- [Entries shown]:
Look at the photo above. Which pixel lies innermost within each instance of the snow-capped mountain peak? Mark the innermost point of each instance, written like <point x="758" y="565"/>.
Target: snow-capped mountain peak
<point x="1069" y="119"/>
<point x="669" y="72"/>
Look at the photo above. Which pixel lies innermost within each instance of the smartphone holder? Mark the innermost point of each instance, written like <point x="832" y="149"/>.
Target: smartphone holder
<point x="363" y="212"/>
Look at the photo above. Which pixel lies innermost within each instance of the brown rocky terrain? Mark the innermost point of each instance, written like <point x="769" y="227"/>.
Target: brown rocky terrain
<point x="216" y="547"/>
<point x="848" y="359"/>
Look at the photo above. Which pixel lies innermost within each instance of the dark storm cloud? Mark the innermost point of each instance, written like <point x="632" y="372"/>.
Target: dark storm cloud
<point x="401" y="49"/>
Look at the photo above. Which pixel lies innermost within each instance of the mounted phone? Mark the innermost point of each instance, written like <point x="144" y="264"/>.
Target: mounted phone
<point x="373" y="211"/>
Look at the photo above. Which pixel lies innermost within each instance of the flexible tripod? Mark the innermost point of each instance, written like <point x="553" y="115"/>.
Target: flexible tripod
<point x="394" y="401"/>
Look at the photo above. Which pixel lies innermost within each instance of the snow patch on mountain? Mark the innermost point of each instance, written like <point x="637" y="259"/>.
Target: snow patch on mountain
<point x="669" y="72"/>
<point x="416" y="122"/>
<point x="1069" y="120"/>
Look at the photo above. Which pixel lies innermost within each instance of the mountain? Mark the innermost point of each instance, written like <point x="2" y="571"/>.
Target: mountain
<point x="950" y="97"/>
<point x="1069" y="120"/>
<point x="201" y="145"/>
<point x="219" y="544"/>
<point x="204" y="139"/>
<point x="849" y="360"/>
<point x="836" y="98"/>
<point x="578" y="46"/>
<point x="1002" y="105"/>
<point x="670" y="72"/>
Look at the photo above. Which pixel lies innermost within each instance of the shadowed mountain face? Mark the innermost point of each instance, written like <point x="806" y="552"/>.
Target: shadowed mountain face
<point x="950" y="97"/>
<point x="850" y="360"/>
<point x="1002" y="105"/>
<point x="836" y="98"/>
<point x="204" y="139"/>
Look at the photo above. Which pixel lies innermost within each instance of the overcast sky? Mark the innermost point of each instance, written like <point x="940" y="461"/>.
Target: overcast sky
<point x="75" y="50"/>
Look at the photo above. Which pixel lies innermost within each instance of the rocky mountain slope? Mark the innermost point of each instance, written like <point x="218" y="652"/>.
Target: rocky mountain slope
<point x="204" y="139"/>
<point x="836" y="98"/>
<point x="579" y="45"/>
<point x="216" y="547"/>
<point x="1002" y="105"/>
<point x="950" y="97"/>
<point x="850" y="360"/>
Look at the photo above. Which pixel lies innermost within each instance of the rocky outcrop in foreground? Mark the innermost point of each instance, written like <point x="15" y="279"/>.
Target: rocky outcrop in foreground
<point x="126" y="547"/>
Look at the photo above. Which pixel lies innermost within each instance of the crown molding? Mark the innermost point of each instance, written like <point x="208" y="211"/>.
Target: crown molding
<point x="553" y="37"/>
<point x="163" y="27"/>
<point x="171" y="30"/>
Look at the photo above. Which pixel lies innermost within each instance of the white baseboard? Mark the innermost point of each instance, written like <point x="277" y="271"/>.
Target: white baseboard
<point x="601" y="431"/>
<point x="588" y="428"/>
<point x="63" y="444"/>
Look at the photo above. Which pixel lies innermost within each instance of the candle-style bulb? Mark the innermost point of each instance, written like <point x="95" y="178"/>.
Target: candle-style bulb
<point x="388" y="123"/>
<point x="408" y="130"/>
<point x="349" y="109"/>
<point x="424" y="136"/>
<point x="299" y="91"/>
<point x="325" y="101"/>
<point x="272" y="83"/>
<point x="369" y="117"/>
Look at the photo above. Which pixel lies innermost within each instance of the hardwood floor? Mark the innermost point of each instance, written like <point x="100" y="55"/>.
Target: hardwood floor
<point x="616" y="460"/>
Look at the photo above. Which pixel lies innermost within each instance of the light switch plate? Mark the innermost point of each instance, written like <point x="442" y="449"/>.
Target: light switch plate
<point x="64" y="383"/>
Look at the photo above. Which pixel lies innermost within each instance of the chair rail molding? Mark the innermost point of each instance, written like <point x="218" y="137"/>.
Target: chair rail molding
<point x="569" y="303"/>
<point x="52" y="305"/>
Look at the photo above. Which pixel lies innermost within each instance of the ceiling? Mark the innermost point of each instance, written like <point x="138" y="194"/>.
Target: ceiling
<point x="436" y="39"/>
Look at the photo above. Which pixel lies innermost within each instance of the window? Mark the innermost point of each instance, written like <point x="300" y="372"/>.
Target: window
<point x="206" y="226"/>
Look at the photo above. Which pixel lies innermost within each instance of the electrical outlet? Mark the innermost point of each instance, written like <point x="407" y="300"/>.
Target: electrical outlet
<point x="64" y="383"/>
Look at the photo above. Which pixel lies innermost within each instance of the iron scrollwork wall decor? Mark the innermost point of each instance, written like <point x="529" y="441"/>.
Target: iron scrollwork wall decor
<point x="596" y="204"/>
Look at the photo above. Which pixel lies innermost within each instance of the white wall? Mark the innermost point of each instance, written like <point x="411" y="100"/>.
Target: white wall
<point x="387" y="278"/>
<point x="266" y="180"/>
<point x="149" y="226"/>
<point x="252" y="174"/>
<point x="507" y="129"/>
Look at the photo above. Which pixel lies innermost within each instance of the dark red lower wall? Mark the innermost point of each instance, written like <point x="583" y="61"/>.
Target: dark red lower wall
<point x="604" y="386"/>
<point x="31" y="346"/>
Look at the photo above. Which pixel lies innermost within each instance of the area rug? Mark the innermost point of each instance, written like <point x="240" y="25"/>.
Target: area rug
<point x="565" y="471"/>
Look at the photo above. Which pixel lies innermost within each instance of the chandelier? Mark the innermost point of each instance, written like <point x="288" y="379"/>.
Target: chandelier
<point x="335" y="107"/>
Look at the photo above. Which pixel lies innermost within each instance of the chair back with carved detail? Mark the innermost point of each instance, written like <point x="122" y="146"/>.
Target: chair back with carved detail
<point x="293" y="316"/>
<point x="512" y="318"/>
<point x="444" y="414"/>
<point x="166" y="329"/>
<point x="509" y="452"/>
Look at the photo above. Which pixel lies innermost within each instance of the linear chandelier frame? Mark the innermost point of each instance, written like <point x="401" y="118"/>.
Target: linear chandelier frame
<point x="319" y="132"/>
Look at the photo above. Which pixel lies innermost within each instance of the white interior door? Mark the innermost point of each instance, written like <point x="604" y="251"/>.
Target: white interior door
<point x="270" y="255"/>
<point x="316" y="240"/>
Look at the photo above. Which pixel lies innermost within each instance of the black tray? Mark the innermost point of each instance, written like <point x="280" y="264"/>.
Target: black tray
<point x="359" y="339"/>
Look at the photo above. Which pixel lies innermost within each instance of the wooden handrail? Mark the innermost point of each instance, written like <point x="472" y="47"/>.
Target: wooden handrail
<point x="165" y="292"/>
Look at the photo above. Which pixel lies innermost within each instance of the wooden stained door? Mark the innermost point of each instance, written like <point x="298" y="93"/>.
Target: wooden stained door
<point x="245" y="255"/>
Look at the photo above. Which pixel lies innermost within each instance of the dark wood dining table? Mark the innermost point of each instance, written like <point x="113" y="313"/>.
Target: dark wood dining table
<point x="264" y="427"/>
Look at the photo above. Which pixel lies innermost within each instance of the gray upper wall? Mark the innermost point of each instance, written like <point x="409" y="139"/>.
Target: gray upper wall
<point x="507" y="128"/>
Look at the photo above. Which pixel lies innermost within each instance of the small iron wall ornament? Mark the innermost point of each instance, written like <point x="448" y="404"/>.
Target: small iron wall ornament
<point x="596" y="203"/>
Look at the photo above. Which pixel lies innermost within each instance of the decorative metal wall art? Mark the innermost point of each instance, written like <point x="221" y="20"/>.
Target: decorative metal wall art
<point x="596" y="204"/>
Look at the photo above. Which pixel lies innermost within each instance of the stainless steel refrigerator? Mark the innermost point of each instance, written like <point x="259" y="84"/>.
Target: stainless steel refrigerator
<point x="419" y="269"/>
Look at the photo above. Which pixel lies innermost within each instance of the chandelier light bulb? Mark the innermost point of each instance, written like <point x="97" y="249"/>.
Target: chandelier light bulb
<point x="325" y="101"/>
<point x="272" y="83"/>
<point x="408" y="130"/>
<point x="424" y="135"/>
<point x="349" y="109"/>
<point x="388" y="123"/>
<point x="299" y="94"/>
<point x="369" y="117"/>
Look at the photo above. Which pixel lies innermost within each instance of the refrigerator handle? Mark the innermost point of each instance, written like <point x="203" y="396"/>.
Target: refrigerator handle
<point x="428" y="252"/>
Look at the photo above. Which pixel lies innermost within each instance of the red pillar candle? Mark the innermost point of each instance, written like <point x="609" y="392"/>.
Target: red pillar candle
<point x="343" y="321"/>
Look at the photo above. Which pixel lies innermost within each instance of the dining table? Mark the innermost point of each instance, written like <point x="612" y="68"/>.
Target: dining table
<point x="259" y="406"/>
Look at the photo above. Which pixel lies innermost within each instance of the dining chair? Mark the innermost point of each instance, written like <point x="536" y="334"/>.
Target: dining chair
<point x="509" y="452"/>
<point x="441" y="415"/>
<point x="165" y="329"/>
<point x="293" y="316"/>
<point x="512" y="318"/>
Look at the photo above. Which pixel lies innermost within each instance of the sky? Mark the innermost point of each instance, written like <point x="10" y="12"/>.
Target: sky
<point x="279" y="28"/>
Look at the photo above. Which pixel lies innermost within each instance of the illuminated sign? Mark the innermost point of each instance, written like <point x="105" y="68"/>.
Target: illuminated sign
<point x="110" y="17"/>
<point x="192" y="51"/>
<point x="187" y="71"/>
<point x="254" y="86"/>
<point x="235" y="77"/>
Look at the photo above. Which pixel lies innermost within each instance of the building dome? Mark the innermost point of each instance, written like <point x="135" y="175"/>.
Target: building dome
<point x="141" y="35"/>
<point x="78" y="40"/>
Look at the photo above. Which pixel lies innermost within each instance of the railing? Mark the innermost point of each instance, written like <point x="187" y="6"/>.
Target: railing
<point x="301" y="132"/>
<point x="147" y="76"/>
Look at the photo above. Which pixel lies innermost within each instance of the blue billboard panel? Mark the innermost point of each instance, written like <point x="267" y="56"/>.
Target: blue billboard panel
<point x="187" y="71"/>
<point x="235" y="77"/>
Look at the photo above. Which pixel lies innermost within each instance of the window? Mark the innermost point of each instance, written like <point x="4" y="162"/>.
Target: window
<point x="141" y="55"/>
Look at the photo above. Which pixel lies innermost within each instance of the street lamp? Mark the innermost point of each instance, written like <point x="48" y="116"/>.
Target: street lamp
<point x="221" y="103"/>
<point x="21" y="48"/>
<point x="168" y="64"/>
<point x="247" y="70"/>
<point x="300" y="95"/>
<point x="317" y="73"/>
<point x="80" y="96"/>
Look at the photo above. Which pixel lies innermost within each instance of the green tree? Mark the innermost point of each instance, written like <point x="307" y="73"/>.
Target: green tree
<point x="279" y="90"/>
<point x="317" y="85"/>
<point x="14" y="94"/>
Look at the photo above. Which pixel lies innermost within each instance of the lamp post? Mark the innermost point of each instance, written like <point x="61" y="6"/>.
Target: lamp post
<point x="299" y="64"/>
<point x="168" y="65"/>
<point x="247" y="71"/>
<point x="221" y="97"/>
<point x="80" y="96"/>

- [Description of the task]: Send back exactly the lines from the line with "of the green" through the end of the records.

- [Written answer]:
Look at the photo above. Which pixel lies innermost within each instance of the green tree? Mark the innermost point of each instance, written like <point x="307" y="73"/>.
Target: green tree
<point x="279" y="90"/>
<point x="317" y="85"/>
<point x="14" y="94"/>
Look at the photo above. Which pixel lies innermost within each instance of the lamp post? Mark the innermost point of each instance, written like <point x="61" y="6"/>.
Target: lamp post
<point x="299" y="64"/>
<point x="168" y="65"/>
<point x="247" y="71"/>
<point x="221" y="97"/>
<point x="80" y="96"/>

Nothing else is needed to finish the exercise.